Le Dr Jacques Sicard, 57 ans, était depuis un bon moment fatigué de prendre des tours de garde à répétition dans un secteur où seuls sept médecins généralistes participaient à la permanence des soins.
Il y a deux ans, il avait connu un épisode de burn-out de six mois, et depuis peu, l’idée germait dans son esprit de copier l’organisation du département d’Indre-et-Loire voisin dans lequel, en accord avec les autorités de tutelle, la PDS libérale ne fonctionne que les week-ends, l’hôpital se chargeant des plages horaires de semaine. De plus, voici un mois, l’un des généralistes couvrant avec le Dr Sicard le même secteur de garde a fait un grave infarctus, privant la PDS locale d’un de ses rares acteurs. « Les généralistes du secteur de garde et moi-même avons écrit au préfet, raconte Jacques Sicard, pour lui dire que nous ne pouvions plus assurer les gardes de semaine dans ces conditions. Pour ma part, j’ai ajoutéque si je recevais une seule réquisition supplémentaire, je dévisserais ma plaque dans la foulée. Cela fait 28 ans que je travaille 12 à 14 heures par jour et que j’assure la PDS. J’estime qu’à mon âge, je n’ai pas en plus à travailler le soir jusqu’à minuit ». Selon l’Atlas de la démographie de l’Ordre des médecins, on décompte dans le département 412 généralistes, pour une densité moyenne de 78,9 médecins pour 100 000 habitants. L’âge moyen de ces praticiens est de 52,8 ans et 52 % d’entre eux ont plus de 55 ans.

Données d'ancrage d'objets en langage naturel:
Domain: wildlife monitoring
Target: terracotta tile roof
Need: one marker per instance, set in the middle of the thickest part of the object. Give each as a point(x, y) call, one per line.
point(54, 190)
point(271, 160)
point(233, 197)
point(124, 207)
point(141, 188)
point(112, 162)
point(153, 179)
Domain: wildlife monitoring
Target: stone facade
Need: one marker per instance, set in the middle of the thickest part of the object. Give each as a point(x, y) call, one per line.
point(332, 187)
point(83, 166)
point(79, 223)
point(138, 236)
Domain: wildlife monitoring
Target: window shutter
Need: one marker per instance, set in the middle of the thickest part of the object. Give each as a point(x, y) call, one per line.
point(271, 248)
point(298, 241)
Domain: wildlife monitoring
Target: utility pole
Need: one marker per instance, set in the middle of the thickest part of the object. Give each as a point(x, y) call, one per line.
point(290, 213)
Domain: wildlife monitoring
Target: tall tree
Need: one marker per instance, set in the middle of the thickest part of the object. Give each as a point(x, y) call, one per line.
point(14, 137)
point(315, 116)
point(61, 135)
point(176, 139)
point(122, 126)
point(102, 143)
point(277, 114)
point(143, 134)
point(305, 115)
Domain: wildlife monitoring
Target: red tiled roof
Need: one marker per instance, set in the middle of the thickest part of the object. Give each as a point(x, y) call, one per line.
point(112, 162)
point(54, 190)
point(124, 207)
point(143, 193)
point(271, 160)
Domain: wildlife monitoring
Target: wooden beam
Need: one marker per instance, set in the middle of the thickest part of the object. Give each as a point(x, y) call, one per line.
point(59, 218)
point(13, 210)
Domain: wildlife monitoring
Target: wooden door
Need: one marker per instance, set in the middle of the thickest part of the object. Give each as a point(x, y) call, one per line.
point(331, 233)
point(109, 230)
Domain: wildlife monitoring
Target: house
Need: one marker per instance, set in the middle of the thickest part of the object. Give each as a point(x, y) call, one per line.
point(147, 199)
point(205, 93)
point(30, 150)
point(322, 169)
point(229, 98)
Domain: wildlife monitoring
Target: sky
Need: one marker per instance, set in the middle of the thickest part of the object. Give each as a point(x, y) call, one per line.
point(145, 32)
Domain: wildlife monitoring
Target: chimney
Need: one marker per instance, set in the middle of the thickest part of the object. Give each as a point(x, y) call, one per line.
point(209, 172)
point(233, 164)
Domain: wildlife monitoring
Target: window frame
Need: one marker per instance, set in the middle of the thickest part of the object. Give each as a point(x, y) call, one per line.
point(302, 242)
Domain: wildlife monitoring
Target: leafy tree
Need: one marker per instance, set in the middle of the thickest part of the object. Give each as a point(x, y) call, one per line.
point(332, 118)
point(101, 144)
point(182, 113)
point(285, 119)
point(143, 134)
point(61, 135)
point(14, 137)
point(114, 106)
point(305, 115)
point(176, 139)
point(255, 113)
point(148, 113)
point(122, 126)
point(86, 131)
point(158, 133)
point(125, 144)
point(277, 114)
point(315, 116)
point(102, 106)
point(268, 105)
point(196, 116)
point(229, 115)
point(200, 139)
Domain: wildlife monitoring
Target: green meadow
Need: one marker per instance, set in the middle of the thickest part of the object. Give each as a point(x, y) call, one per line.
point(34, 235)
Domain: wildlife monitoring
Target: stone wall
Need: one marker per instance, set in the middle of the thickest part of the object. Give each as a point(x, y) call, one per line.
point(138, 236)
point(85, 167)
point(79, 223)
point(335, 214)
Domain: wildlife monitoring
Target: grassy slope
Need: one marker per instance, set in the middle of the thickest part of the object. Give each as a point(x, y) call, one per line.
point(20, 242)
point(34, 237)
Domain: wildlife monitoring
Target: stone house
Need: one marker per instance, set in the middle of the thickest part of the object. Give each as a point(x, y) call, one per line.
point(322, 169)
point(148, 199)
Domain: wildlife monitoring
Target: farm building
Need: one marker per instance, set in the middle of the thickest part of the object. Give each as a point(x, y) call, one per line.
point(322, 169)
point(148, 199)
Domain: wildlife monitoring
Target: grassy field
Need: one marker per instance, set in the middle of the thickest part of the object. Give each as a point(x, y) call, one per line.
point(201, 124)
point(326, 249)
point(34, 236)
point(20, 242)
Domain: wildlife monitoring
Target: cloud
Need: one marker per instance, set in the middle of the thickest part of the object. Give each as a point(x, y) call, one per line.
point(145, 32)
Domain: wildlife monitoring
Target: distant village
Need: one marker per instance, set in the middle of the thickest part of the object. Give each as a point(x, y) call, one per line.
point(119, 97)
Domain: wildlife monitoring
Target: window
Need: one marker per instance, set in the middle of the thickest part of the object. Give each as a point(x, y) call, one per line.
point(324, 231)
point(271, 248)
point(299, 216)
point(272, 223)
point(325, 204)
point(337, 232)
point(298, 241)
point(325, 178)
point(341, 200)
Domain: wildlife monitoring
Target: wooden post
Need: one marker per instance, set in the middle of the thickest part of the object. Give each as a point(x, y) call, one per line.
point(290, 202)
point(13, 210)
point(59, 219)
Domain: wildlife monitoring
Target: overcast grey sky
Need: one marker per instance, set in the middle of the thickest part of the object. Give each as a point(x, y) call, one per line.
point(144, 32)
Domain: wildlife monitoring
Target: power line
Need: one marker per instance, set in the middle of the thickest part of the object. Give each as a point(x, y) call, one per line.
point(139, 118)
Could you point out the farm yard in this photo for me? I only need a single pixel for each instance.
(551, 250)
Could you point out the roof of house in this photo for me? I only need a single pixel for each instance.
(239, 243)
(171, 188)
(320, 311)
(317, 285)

# EXERCICES PROPOSÉS
1) Recopiez fidèlement le passage de l'article sur la permanence des soins, depuis "Le Dr Jacques" jusqu'à "permanence des soins." inclus.
2) Prolongez l'article sur la permanence des soins à partir de sa dernière phrase.

# EXERCICES CORRIGÉS
1)
Le Dr Jacques Sicard, 57 ans, était depuis un bon moment fatigué de prendre des tours de garde à répétition dans un secteur où seuls sept médecins généralistes participaient à la permanence des soins.

2)
Signal d’alarme.
Pendant les deux premières semaines qui suivent le courrier adressé au préfet, tout se passe tranquillement. Puis brutalement, mercredi 14 avril vers 18 heures, des gendarmes se présentent au cabinet du Dr Sicard pour lui remettre une réquisition préfectorale pour le vendredi suivant. « J’avais prévenu le préfet, commente sobrement Jacques Sicard qui a déjà fait l’objet de plusieurs dizaines de réquisitions au cours de son activité professionnelle, et dèsle lendemain j’ai dévissé ma plaque ».
Ce n’est pourtant pas faute, selon lui, d’avoir tiré la sonnette d’alarme. Outre le préfet, le Dr Sicard avait informé l’Ordre départemental qu’il cesserait toute activité libérale s’il était à nouveau réquisitionné.
S’il se sent parfois amer aujourd’hui, ce n’est pas d’avoir dévissé sa plaque, mais de constater que ses mises en garde n’ont pas éveillé les consciences. Car pour le reste, il ne regrette rien. « J’ai une activité salariée à mi-temps dans un EHPAD (établissement d’hébergement pour personnes âgées dépendantes) , et je n’ai qu’à lever le petit doigt pour en trouver une autre, ajoute-t-il. Je gagnerai autant qu’en libéral sans avoir toutes les contraintes et tracasseries dont on nous abreuve ».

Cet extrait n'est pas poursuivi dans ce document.